• _Required work_
Would you copy the line that includes "# mark the innermost point of each instance of the post" and every line that follows it, down to the last line of the listing below, exactly as they stand?

• _Provided entries_
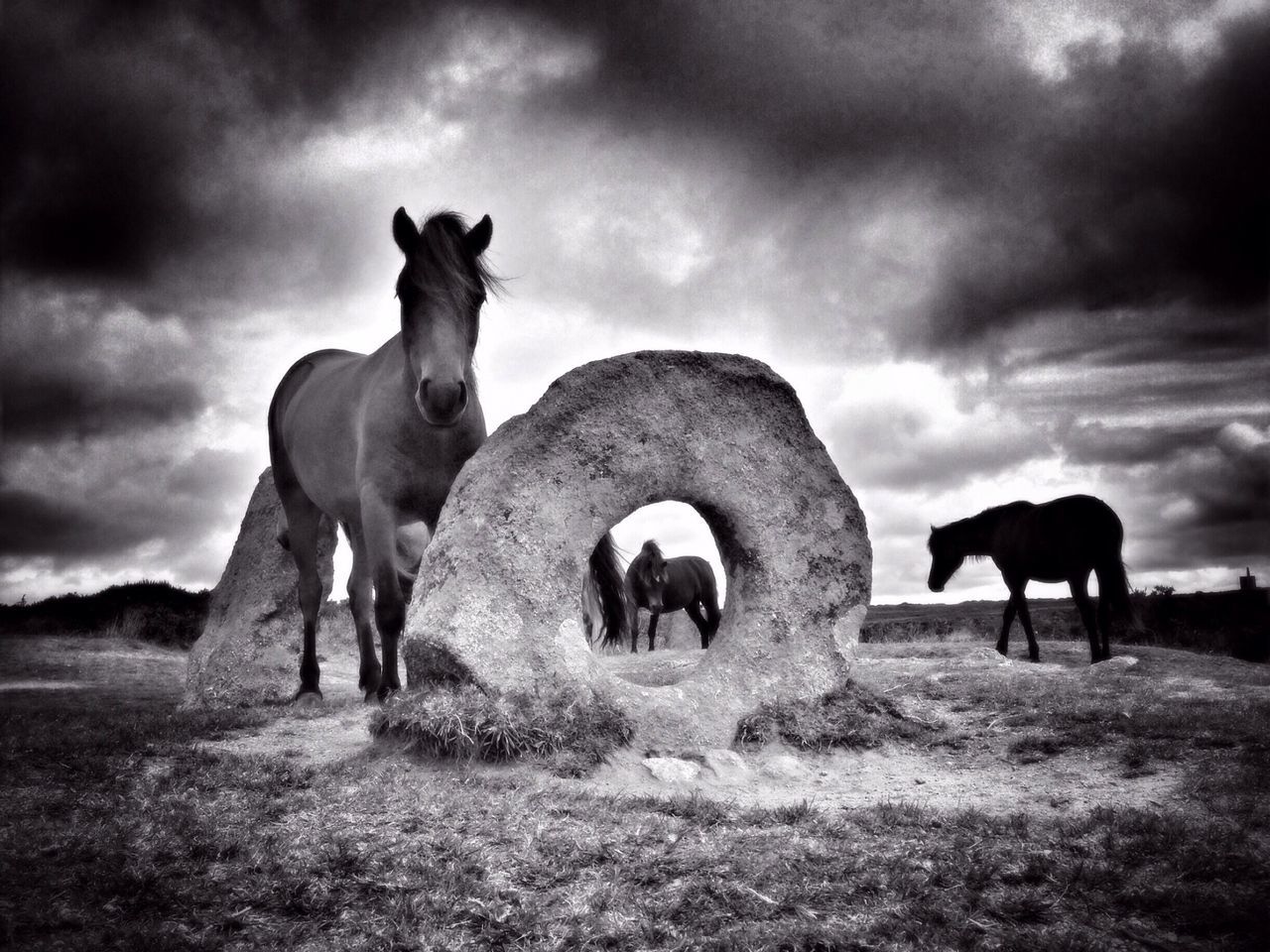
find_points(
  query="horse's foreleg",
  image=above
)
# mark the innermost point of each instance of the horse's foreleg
(304, 522)
(1106, 593)
(380, 532)
(1006, 621)
(361, 603)
(699, 621)
(1025, 617)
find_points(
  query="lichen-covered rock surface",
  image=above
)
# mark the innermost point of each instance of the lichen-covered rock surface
(249, 651)
(497, 598)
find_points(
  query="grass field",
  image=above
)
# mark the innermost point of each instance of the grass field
(123, 830)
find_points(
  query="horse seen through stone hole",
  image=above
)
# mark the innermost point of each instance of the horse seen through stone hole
(659, 584)
(1064, 539)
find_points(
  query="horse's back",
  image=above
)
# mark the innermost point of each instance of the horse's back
(1052, 540)
(693, 576)
(313, 422)
(1083, 515)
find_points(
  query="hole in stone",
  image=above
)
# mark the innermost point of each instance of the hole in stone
(679, 531)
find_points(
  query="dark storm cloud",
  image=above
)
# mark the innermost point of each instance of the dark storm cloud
(117, 118)
(1138, 178)
(1132, 445)
(32, 524)
(42, 408)
(85, 366)
(1135, 178)
(1141, 182)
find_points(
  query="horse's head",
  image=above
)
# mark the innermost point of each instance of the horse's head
(649, 570)
(443, 287)
(947, 557)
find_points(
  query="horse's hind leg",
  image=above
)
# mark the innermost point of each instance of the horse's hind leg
(1006, 621)
(699, 621)
(1025, 617)
(1084, 606)
(1106, 593)
(1103, 624)
(361, 603)
(304, 527)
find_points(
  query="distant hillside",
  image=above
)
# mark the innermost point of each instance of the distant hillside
(149, 611)
(1220, 622)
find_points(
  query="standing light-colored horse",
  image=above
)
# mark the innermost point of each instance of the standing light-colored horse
(375, 440)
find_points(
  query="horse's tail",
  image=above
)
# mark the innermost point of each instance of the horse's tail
(1114, 587)
(610, 584)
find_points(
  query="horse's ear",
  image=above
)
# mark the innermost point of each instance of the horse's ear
(404, 231)
(479, 236)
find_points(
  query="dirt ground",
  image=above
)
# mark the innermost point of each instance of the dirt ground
(117, 675)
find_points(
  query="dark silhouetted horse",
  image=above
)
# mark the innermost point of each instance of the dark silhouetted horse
(1060, 540)
(663, 584)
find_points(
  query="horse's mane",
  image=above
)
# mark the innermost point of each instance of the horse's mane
(973, 527)
(445, 258)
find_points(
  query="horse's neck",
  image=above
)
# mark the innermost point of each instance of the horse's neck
(975, 534)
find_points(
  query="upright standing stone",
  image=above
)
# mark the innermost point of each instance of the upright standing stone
(497, 597)
(249, 651)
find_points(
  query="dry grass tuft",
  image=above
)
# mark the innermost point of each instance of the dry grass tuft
(849, 716)
(571, 731)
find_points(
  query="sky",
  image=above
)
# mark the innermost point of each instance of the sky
(1002, 250)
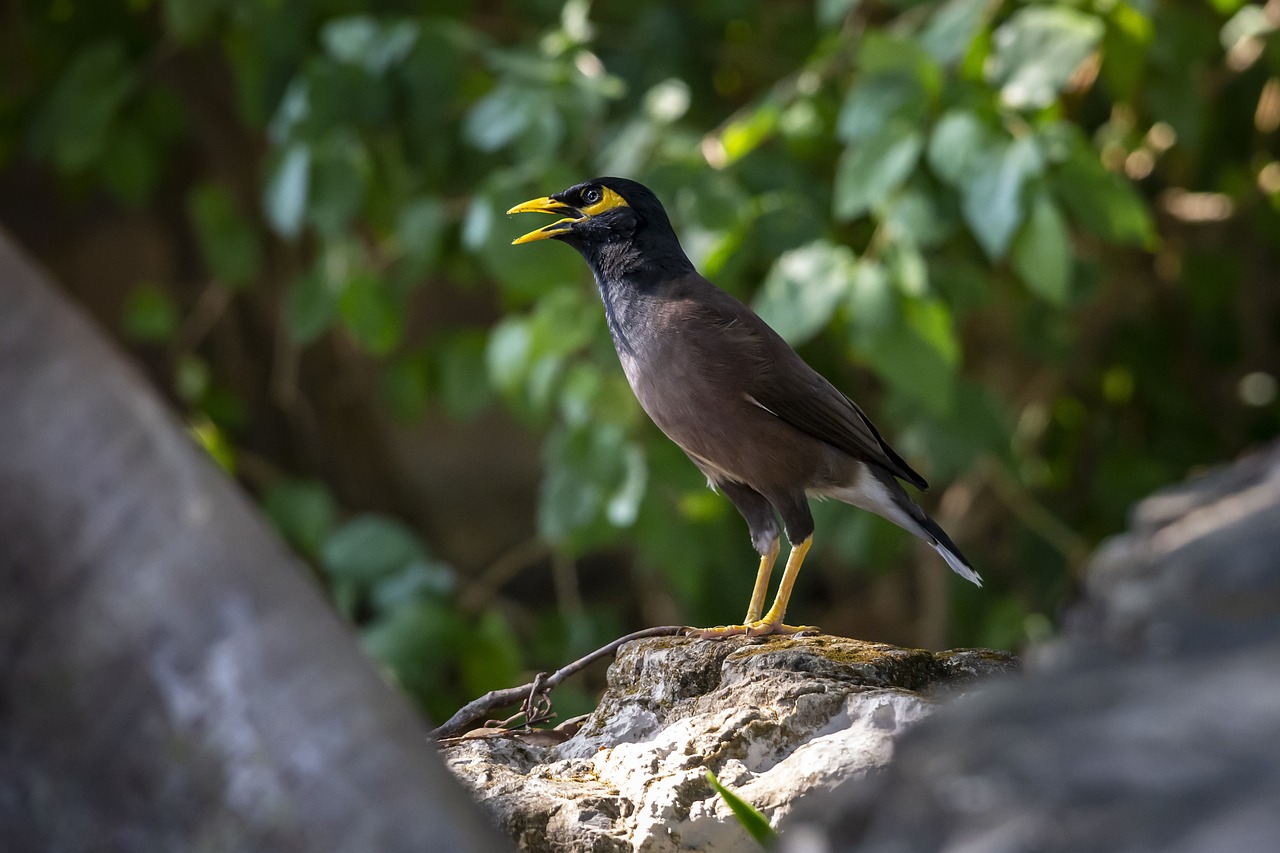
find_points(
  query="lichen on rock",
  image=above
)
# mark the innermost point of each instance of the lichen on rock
(775, 719)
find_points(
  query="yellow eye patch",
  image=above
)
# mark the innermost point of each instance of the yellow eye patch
(608, 201)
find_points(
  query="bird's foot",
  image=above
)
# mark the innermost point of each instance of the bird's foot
(759, 628)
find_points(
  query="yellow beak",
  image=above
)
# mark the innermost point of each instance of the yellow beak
(551, 206)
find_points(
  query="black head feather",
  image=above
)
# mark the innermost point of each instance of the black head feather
(629, 242)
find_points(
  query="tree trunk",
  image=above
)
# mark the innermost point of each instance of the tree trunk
(169, 676)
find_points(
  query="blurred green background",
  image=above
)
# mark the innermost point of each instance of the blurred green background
(1037, 241)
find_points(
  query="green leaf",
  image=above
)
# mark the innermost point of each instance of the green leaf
(74, 122)
(952, 28)
(872, 304)
(370, 547)
(1038, 50)
(873, 101)
(803, 288)
(917, 357)
(227, 238)
(958, 146)
(1042, 252)
(286, 195)
(420, 229)
(371, 314)
(360, 40)
(745, 133)
(302, 511)
(420, 579)
(992, 201)
(920, 214)
(585, 469)
(339, 176)
(507, 354)
(129, 164)
(752, 819)
(191, 19)
(832, 12)
(464, 382)
(150, 315)
(492, 656)
(1101, 201)
(624, 505)
(310, 308)
(503, 114)
(872, 169)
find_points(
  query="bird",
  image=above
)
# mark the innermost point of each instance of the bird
(766, 429)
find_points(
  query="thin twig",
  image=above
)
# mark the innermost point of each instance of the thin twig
(540, 687)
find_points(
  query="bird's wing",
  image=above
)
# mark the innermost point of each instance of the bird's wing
(812, 405)
(778, 381)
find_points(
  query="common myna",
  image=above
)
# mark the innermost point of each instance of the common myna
(764, 428)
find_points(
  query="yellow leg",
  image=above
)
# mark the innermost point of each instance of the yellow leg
(772, 620)
(762, 583)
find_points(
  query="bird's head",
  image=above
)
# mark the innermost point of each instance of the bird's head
(607, 220)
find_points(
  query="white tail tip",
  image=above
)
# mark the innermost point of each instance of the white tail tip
(958, 565)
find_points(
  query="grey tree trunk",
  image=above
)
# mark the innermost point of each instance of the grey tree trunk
(169, 676)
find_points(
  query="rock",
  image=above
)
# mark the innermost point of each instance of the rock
(1151, 725)
(773, 719)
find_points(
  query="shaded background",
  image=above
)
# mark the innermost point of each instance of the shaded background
(1036, 241)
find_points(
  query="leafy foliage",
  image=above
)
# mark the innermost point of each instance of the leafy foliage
(999, 222)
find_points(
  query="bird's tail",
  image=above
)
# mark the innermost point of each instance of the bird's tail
(941, 542)
(880, 492)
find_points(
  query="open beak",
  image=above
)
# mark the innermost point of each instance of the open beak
(547, 205)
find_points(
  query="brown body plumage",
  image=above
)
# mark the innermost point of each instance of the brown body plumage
(766, 429)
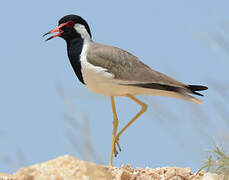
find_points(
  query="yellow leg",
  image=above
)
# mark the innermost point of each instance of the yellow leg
(144, 108)
(115, 127)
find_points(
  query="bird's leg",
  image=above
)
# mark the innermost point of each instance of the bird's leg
(115, 127)
(144, 108)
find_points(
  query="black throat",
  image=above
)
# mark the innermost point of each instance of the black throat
(74, 48)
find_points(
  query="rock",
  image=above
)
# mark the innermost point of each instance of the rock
(70, 168)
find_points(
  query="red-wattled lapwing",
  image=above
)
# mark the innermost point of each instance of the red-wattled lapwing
(111, 71)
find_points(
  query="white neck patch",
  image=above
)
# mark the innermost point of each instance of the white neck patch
(82, 31)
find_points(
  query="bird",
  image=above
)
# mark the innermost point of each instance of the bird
(114, 72)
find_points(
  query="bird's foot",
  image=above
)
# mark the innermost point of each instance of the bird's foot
(119, 147)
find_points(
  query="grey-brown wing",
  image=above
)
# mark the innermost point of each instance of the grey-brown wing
(126, 67)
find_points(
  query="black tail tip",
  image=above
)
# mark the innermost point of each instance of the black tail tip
(194, 88)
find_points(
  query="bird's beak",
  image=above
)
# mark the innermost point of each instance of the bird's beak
(58, 29)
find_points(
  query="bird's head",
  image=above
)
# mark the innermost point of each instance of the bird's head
(71, 27)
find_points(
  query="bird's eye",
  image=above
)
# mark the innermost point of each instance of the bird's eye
(70, 24)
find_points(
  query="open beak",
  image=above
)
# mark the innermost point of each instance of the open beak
(58, 29)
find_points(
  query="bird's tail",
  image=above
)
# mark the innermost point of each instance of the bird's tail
(193, 90)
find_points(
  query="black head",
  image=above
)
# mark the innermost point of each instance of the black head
(71, 27)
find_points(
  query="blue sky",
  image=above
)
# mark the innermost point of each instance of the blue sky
(169, 36)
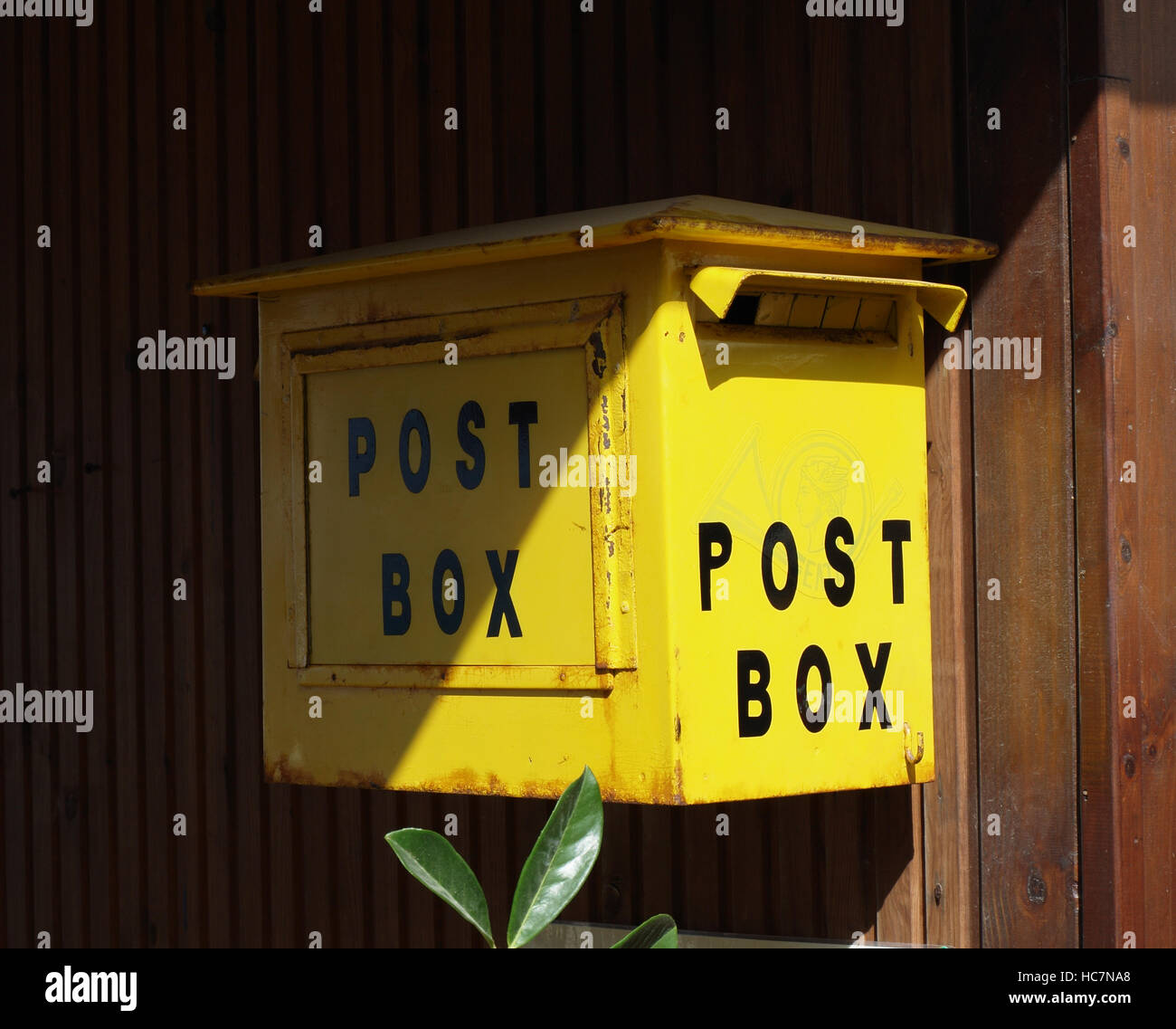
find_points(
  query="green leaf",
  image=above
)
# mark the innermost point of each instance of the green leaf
(659, 933)
(431, 860)
(560, 861)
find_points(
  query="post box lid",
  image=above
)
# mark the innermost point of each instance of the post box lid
(697, 219)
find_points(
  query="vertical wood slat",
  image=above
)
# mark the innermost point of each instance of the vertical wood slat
(16, 226)
(347, 827)
(156, 761)
(247, 815)
(1152, 896)
(180, 415)
(65, 664)
(1023, 467)
(301, 156)
(92, 327)
(211, 453)
(848, 890)
(283, 919)
(242, 188)
(1121, 87)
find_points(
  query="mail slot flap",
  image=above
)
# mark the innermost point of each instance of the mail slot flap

• _Problem solution_
# mark the innermost point of each instance of the post box lid
(697, 219)
find_points(
  query="vertical wood slat",
  image=above
)
# mark the innermost point of each instance of the vertical wood slat
(16, 226)
(347, 827)
(156, 761)
(247, 815)
(1152, 896)
(180, 415)
(65, 664)
(1023, 467)
(301, 156)
(92, 327)
(211, 453)
(848, 890)
(283, 919)
(242, 188)
(1121, 87)
find_points(
  query="mail slot flap",
  image=above
)
# mark the innermost point of each instance of the mail slot flap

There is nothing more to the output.